## [Stated exercise]
Gather each line of the records below that contains the string "rural". The match is case-sensitive.

## [Records for this exercise]
====

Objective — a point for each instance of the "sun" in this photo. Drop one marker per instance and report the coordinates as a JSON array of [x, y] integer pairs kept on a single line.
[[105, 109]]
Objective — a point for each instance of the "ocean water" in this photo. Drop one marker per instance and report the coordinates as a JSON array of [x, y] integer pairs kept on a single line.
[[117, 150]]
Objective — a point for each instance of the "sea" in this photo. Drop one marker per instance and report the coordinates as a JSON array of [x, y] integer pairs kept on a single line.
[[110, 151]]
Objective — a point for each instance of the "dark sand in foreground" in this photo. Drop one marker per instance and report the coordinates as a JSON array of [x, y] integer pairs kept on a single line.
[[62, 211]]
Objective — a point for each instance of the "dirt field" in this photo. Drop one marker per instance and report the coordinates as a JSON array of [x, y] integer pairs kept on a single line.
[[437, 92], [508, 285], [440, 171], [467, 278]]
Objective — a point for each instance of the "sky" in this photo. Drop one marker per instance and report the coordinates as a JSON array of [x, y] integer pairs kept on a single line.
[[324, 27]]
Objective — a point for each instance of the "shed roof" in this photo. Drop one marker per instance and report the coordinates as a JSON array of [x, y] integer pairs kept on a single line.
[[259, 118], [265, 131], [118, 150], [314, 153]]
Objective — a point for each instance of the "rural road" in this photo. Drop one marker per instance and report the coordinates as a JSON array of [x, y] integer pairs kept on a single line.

====

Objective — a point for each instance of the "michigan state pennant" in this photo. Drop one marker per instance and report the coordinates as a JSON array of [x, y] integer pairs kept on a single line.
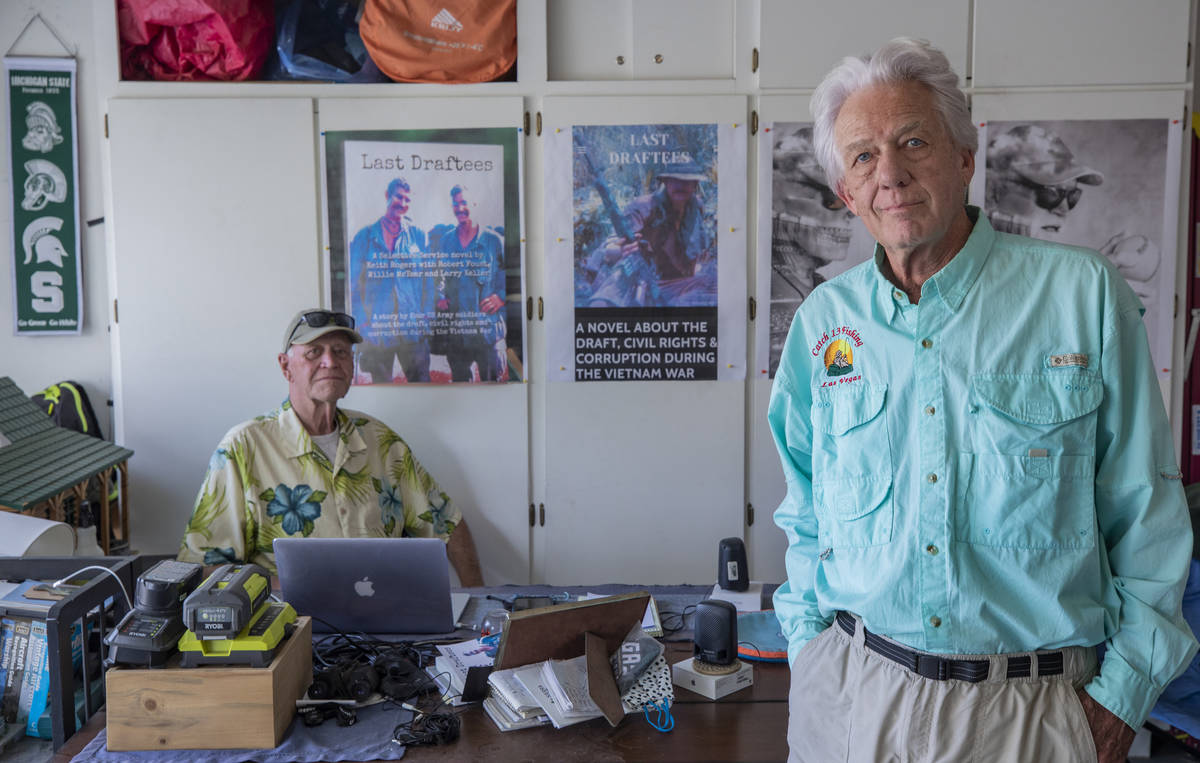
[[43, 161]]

====

## [Worked solution]
Objective — a point for each instance of the "rural road" in this photo. Drop one marker per instance and report the coordinates as a JSON array of [x, y] integer pairs kept on a single line.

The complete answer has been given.